## [Directive]
Skip all pictures, then print the remaining material exactly.

[START]

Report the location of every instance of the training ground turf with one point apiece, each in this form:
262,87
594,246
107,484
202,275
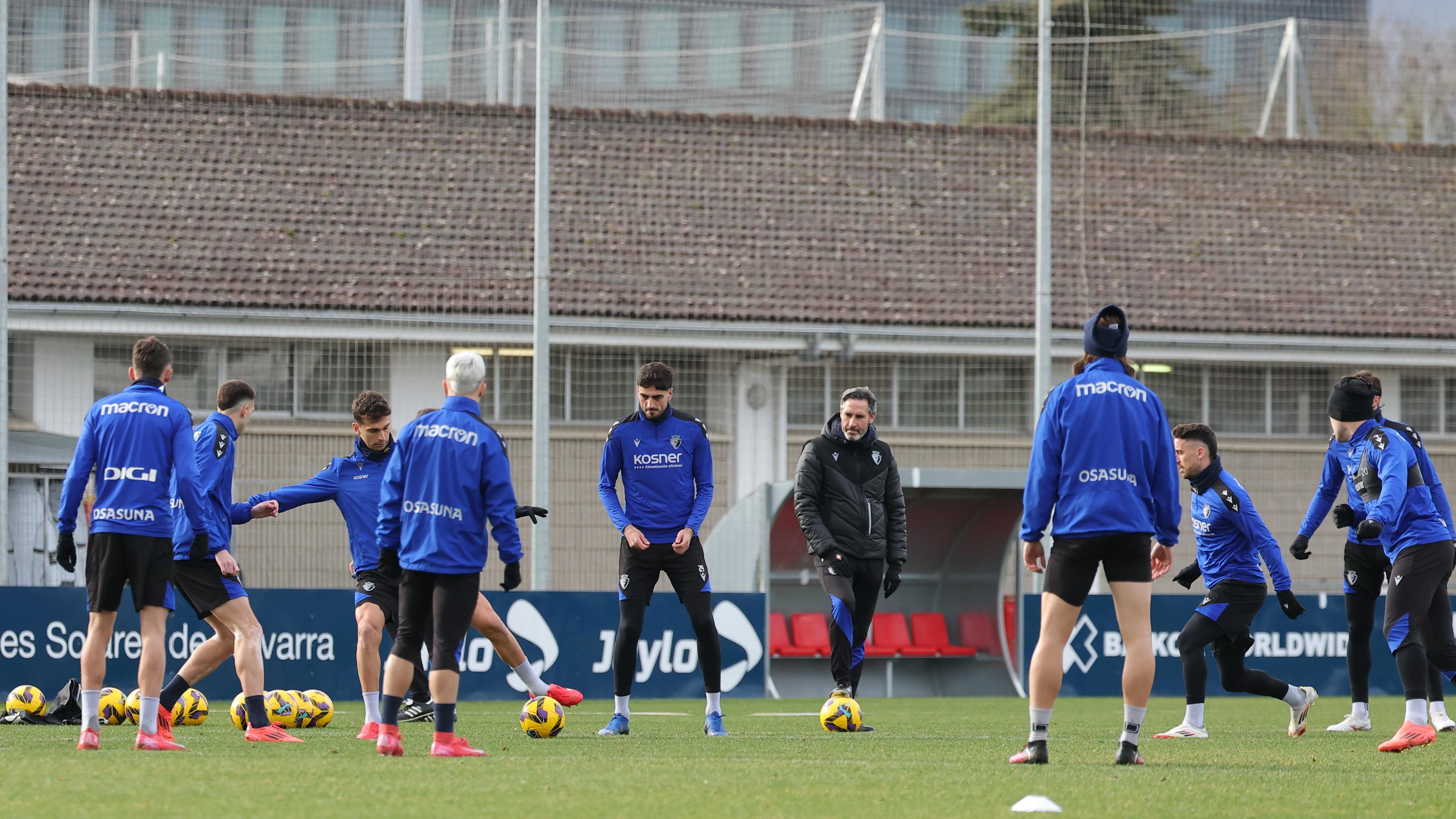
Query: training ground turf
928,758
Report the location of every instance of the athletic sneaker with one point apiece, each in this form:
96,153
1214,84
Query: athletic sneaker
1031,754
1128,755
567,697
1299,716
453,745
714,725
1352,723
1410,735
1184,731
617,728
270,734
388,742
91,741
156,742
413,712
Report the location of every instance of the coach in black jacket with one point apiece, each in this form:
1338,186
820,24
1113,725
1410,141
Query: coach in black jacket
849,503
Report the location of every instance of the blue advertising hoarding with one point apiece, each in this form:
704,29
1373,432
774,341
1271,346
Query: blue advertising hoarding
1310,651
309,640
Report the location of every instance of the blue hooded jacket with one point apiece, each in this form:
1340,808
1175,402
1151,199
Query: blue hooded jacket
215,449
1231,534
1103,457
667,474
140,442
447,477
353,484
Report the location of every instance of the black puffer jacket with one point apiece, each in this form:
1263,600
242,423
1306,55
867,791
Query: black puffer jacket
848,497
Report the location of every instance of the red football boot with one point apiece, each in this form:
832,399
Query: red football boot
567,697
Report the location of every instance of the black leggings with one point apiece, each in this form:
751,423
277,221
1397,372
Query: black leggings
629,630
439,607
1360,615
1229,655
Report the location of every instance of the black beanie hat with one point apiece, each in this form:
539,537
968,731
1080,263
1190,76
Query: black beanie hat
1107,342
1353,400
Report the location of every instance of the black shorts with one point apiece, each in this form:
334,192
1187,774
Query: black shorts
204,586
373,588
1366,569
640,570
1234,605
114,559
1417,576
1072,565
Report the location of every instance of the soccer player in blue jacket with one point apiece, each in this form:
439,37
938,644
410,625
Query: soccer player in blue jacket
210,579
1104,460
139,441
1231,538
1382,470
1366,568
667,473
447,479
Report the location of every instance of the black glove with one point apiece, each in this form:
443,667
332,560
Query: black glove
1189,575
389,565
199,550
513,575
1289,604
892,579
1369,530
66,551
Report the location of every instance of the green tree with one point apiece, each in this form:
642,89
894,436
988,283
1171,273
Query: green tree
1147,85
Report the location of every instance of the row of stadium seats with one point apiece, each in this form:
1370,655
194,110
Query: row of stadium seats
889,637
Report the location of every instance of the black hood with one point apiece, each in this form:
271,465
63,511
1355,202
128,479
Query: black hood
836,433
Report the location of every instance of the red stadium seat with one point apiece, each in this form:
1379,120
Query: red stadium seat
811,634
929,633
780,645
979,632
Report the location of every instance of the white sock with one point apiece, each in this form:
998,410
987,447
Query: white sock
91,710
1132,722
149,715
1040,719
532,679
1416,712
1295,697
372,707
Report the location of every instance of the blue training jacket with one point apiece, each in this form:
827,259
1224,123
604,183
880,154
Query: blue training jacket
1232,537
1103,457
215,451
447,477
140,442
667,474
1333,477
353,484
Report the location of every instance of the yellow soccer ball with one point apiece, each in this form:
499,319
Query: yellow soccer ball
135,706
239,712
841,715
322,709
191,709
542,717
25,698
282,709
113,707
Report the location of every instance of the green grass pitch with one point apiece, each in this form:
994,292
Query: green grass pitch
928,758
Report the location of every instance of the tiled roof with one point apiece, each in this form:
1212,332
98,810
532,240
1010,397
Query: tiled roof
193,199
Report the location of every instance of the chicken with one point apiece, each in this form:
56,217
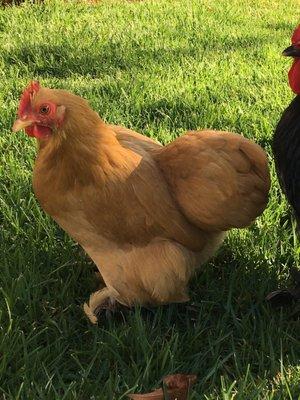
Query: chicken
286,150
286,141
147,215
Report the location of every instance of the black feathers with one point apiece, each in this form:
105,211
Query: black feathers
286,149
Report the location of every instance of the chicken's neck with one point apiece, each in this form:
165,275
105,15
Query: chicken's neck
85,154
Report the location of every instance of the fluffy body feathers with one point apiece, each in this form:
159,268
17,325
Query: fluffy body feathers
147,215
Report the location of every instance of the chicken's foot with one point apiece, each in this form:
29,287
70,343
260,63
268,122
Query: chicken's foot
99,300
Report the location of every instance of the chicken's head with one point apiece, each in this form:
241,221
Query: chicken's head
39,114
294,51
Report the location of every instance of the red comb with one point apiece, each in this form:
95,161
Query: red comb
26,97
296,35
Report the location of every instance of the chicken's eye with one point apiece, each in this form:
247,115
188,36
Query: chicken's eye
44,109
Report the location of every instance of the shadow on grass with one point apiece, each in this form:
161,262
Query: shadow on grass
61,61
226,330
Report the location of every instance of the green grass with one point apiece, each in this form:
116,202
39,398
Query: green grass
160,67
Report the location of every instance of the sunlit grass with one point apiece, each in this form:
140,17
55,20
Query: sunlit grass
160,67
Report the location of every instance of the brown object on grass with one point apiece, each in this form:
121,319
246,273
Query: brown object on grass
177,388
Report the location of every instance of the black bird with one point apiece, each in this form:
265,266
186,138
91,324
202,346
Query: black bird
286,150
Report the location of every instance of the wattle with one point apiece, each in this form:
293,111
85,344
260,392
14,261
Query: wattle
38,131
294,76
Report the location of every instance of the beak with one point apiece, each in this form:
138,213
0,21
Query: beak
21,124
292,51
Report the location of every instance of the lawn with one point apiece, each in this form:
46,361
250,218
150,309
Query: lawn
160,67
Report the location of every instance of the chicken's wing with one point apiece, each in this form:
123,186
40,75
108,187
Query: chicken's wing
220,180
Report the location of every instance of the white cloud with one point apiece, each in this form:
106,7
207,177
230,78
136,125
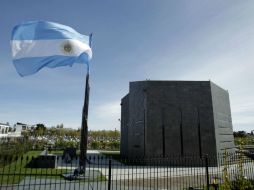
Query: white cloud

[END]

## [Exercise result]
Report the location of every instance of the training ground turf with one point apiece, each in this form:
262,87
594,246
107,484
202,275
Query: training ground turf
928,758
Report the location of every instance of the athletic sneaker with one point apiece, each in this form:
96,153
1214,84
Query: athletic sneaker
1031,754
1128,755
567,697
1299,716
453,745
714,725
1352,723
1410,735
1184,731
617,728
270,734
388,742
91,741
156,742
413,712
Report the location of every instance of the coach in black jacket with one point apiece, each in this form:
1338,186
820,24
1113,725
1410,141
Query: coach in black jacket
849,503
Report the location of every instance of the blue advertising hoarding with one point apiece, each in this form:
704,29
1373,432
774,341
1271,346
Query: blue advertising hoarding
1310,651
309,640
Report the location of every instance of the blue hooded jacket with one point apiece, each in this form:
1340,808
1175,402
1151,199
Query: blue hooded jacket
215,449
1231,534
1103,457
667,474
140,442
447,477
353,484
Report the location of every instance of the black puffer jacket with one point apiece, each in this form:
1263,600
242,423
1306,55
867,791
Query: black puffer jacket
848,497
Report the location of every instance of the red football boot with one point apiece, each in this form:
832,399
Query: red football boot
567,697
Report the location of every instance of the black leggings with one point apiece, each in this form:
751,423
277,221
1397,372
Query: black leggings
629,630
439,607
1360,615
1229,655
Report the location of every instance of the black beanie hat with one point apiece, each in this form:
539,537
968,731
1080,263
1190,76
Query: black beanie hat
1107,342
1353,400
Report the location of every instance of the black shorts with one point apiece, each in this form:
334,192
1187,774
Query: black shorts
204,586
373,588
1366,569
640,570
1234,605
114,559
1417,576
1072,565
Report the location of every instance of the soccer player in blue jacket with one point apiece, each in this form:
439,37
938,644
410,625
Query: soccer player in blue jacket
210,579
1104,460
139,441
1231,538
1382,470
1366,568
667,473
447,479
Report the location of every instance of the black glove with one point apiece, each in this form:
443,667
332,560
Query: black glove
1189,575
389,565
199,550
513,575
1289,604
892,579
1369,530
66,551
Report the location of every instance of the green tree with one point apiece, each in this form:
642,89
894,436
988,283
1171,273
Query: green tree
1147,85
Report the location of every instance of the row of stadium seats with one point apiece, each in this form:
1370,655
194,110
Query: row of stadium seats
889,637
Report the location of every instance of the black hood with one point apiece, each in this form:
271,465
63,511
1355,202
128,479
Query: black hood
836,433
Report the location of every instance of the red stadium seat with one point apiece, each in this form:
1379,120
Query: red stadium seat
811,634
929,633
780,645
979,632
Report the location of every instance of the white sock with one point apiece, each in this form:
998,410
987,447
Query: white sock
91,710
1132,722
149,715
1040,719
532,679
1416,712
1295,697
372,707
Report the location of every instance of the blue training jacket with one point apiece, each in this form:
827,259
1224,123
604,183
880,154
Query: blue training jacket
1232,537
1103,457
215,451
447,477
140,442
667,474
1333,477
353,484
Report the location of every instance of the yellow soccer ball with one point apiece, each in this form:
499,319
Query: yellow soccer ball
135,706
239,712
841,715
322,709
191,709
542,717
25,698
282,709
113,707
Report the location of every instance of the green grass pitch with one point apiece, each in this form:
994,292
Query: green grass pitch
928,758
Report the location of every instance of the tiled roof with one point apiece, each in this form:
1212,332
98,810
532,240
1010,397
Query: tiled roof
193,199
Report the location of every instance of the chicken with one point apiece, each in this form:
56,217
Query: chicken
286,150
286,141
147,215
Report the location of every instance of the black feathers with one point apiece, each in this form:
105,211
Query: black feathers
286,149
Report the location of every instance of the chicken's neck with one point apiece, each in this form:
165,275
105,15
Query: chicken's neck
85,154
Report the location of every instance of the fluffy body feathers with one point apiece, each in this form:
159,268
17,325
Query: fluffy body feathers
147,215
Report the location of every instance of the chicken's foot with one point apiece, each in this form:
29,287
70,343
260,63
268,122
Query: chicken's foot
99,300
Report the location of every instance of the chicken's head with one point apiece, each in this form:
241,221
Query: chicken's head
39,114
294,51
Report the location of every instance of the red comb with one point apiece, each in this form:
95,161
Query: red comb
26,97
296,35
Report the location of every instance of the chicken's eye with one point apiece, each in this form:
247,115
188,36
Query: chicken's eye
44,109
Report the location of every instance of the shadow on grass with one point apiece, each in this form:
161,262
Query: shadow on grass
61,61
226,330
Report the location of every instance of the green grass with one point apiece, each in this form:
116,202
39,398
Query: green grass
160,67
Report the location of every instance of the sunlit grass with one point apiece, each in this form:
140,17
55,20
Query: sunlit grass
160,67
Report the location of every instance of the brown object on grass with one point apiece, each in this form:
121,319
246,273
Query: brown object on grass
177,388
Report the location of every instance of the black bird with one point apiece, each in this form:
265,266
186,138
91,324
202,346
Query: black bird
286,150
Report the location of every instance of the wattle with one point apiece, each in this form:
293,111
85,344
260,392
14,261
Query: wattle
38,131
294,76
Report the location of every instance of the beak with one point apiece, each in this form:
138,213
0,21
Query: beak
21,124
292,51
Report the location of every instance of the lawn with one point apiece, each in this form:
46,361
250,218
150,309
Query: lawn
160,67
Report the location of every instance of the chicken's wing with one point apiece, each in this form:
123,186
40,75
108,187
Query: chicken's wing
220,180
Report the location of every instance of the white cloud with one point apiece, each in this form:
106,7
207,177
230,78
136,125
Query: white cloud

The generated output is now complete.